(Data records)
□ □ □
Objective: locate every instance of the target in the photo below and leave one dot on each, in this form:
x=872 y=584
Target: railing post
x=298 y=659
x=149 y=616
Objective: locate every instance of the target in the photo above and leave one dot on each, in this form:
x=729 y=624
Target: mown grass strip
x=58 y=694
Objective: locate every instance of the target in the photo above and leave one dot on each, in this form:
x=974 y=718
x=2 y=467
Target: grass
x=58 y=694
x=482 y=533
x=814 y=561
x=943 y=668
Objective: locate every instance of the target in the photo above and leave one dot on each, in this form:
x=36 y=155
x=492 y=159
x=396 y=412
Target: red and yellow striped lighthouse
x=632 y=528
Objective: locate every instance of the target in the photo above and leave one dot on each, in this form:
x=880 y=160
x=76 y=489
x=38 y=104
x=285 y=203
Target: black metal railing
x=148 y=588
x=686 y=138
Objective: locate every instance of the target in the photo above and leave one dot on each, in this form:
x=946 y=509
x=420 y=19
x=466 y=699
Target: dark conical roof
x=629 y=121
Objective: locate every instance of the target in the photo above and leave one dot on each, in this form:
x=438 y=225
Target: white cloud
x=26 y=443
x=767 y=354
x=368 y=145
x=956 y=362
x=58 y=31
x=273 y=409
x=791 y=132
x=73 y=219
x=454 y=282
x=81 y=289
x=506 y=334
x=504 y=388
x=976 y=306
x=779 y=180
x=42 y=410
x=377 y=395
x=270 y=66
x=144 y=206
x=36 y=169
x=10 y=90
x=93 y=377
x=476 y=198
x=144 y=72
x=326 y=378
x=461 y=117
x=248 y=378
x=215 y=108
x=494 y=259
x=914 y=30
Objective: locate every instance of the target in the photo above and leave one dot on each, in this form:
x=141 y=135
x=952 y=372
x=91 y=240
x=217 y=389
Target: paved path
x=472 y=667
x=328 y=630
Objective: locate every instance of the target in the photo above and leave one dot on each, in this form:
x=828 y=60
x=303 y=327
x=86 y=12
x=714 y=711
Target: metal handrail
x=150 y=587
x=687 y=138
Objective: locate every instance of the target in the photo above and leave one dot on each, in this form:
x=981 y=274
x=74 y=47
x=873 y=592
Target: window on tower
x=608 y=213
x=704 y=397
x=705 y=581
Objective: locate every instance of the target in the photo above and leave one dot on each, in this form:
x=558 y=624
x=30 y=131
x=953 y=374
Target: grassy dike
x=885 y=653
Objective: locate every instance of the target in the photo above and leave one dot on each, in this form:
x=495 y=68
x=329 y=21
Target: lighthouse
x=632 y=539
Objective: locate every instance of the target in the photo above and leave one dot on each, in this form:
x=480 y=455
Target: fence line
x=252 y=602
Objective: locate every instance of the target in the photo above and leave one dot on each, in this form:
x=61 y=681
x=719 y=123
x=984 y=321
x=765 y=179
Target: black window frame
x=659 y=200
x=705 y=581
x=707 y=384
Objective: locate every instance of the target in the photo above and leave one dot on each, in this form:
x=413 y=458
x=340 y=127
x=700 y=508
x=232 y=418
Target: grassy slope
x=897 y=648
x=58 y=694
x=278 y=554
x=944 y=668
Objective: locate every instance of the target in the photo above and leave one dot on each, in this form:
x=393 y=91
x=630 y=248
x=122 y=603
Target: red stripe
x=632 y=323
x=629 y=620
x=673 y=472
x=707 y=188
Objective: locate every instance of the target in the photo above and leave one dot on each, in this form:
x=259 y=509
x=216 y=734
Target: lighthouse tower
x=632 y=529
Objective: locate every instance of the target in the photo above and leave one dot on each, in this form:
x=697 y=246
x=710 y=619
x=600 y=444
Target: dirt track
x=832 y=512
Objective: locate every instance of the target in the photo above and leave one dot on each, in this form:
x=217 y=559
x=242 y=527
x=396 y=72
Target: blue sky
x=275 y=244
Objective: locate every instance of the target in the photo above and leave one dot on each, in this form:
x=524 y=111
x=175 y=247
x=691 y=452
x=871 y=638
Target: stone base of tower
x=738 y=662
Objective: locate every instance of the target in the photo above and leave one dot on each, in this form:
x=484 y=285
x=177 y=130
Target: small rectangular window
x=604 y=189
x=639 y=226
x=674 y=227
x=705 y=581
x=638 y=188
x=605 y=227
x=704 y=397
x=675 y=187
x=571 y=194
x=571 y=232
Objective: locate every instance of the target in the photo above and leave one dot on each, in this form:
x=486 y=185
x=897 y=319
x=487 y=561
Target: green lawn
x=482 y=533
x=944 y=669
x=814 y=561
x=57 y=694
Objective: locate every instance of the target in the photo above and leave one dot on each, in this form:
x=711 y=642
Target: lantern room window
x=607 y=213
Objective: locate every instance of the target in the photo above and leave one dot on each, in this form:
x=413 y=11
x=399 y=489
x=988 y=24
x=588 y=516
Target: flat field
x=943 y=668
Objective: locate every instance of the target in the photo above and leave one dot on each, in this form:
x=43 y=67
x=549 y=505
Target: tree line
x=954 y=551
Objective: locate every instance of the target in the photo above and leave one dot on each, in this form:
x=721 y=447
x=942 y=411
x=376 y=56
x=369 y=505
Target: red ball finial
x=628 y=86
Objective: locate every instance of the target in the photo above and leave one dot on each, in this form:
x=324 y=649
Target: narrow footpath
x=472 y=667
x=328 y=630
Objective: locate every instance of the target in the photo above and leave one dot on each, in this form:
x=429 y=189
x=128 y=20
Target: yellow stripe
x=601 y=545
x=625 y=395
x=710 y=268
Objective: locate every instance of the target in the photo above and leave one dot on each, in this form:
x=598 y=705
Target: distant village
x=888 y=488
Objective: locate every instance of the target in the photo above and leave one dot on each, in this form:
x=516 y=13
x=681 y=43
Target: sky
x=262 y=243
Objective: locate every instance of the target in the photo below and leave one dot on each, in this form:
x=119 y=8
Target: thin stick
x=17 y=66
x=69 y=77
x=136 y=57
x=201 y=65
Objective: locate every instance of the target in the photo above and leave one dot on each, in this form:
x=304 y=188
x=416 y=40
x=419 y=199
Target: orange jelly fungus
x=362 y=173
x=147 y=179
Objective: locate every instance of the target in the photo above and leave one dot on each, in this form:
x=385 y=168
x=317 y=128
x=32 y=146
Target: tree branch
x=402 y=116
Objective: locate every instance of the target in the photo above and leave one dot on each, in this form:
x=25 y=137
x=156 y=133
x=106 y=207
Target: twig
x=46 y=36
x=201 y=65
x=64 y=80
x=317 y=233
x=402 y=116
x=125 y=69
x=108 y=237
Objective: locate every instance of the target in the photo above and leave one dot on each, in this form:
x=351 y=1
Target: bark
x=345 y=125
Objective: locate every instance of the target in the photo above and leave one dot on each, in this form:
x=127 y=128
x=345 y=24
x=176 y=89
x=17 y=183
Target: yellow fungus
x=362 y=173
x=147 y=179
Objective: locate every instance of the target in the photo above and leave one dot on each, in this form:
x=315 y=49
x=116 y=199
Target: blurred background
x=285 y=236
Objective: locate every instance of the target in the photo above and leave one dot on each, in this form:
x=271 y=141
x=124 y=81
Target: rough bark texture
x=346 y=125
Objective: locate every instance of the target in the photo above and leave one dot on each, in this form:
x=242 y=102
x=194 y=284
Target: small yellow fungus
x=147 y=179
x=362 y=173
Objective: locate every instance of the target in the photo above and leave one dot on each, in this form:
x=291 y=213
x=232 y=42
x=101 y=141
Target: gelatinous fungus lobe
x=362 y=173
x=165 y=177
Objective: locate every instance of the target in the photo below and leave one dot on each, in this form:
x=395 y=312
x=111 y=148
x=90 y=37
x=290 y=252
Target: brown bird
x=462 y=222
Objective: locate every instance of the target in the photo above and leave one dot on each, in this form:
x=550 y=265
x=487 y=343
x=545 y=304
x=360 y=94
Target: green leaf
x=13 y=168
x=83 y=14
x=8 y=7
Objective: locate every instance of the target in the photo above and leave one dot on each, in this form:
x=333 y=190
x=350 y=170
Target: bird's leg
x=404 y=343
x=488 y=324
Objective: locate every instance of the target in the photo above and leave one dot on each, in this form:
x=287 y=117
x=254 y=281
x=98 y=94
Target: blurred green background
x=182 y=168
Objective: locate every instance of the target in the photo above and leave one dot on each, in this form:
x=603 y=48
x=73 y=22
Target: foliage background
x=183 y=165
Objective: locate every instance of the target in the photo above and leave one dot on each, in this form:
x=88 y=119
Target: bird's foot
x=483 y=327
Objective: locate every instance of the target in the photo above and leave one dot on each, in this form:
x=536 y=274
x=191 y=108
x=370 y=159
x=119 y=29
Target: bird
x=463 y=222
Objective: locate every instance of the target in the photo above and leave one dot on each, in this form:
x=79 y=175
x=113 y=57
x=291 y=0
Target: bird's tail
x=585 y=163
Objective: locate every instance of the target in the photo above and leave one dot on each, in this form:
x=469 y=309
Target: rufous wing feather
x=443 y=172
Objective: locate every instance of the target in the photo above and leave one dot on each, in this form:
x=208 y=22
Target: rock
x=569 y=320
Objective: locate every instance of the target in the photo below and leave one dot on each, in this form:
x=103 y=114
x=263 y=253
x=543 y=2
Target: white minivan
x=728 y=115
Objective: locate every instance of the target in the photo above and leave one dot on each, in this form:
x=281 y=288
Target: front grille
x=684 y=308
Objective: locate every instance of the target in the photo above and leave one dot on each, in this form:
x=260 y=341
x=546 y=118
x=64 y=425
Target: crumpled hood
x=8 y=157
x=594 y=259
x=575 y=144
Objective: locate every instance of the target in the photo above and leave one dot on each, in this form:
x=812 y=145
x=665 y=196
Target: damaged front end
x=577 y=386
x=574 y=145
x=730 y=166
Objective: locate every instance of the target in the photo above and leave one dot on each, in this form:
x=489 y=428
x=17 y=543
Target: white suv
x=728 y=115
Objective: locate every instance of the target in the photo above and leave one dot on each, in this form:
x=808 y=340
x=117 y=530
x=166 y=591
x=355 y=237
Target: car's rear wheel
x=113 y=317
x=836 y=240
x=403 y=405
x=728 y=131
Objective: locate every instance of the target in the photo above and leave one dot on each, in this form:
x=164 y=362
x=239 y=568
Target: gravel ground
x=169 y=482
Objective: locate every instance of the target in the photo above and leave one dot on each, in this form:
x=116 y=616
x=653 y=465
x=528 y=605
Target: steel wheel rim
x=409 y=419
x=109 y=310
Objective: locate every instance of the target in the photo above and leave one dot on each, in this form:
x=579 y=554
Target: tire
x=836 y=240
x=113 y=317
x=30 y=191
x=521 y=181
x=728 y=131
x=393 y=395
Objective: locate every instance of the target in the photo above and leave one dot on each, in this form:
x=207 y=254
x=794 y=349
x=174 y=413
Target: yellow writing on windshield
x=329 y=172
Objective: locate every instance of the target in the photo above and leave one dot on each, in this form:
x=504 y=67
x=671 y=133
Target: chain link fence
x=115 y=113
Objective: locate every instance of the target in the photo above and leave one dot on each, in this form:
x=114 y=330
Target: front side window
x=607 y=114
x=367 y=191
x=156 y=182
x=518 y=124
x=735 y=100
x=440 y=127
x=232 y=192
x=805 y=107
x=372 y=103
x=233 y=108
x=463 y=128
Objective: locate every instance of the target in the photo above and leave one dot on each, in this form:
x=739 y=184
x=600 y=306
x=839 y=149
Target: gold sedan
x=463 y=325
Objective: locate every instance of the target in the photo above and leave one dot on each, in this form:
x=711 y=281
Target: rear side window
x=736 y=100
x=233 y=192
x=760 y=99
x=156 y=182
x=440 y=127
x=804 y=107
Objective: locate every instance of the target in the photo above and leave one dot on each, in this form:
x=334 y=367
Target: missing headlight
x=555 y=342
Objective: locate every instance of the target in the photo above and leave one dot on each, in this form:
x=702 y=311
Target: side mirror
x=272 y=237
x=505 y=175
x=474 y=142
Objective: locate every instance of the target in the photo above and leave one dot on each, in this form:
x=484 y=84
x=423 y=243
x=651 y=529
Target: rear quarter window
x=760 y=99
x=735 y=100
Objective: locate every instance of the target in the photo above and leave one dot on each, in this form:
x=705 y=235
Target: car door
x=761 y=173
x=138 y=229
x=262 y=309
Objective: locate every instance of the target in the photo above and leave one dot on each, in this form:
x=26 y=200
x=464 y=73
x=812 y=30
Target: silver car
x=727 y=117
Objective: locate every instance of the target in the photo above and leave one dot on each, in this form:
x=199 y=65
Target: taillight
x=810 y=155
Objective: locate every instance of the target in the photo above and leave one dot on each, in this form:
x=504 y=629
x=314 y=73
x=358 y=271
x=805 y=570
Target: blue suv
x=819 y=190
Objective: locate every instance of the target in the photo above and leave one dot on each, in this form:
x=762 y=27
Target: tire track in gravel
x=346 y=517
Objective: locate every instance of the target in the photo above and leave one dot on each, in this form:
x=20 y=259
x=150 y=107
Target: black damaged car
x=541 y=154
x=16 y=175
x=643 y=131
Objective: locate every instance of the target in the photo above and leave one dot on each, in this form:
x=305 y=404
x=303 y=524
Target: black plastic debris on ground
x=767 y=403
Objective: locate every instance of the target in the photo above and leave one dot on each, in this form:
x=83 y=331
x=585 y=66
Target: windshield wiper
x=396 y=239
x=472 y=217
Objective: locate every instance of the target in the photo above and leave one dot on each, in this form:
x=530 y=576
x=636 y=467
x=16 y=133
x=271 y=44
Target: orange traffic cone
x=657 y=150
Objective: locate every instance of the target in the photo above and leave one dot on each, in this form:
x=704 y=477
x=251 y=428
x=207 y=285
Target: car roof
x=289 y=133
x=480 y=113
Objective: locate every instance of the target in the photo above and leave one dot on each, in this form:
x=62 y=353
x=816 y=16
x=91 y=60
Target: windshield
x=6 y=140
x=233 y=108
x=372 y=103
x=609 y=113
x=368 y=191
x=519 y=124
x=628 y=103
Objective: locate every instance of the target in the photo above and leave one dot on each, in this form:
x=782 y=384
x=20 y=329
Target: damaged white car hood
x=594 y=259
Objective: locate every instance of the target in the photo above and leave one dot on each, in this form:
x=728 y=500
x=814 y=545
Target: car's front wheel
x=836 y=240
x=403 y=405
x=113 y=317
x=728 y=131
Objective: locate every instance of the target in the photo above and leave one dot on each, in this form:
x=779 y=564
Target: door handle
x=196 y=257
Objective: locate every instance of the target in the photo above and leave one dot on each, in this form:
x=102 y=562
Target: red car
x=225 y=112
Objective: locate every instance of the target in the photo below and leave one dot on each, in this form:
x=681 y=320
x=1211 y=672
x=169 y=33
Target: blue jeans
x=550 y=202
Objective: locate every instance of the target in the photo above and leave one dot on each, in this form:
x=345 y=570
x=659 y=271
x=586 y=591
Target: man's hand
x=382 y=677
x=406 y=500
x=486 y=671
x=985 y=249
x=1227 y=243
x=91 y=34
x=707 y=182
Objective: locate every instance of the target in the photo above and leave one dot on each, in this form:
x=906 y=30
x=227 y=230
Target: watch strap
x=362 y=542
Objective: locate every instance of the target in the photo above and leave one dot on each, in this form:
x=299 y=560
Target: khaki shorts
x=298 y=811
□ □ □
### The exercise
Show every line of the material above that contains the string "bird", copied in full. Treat the match as case-sensitive.

### Complete answer
Target: brown bird
Target: bird's leg
Target: bird's foot
Target: bird
Target: bird's tail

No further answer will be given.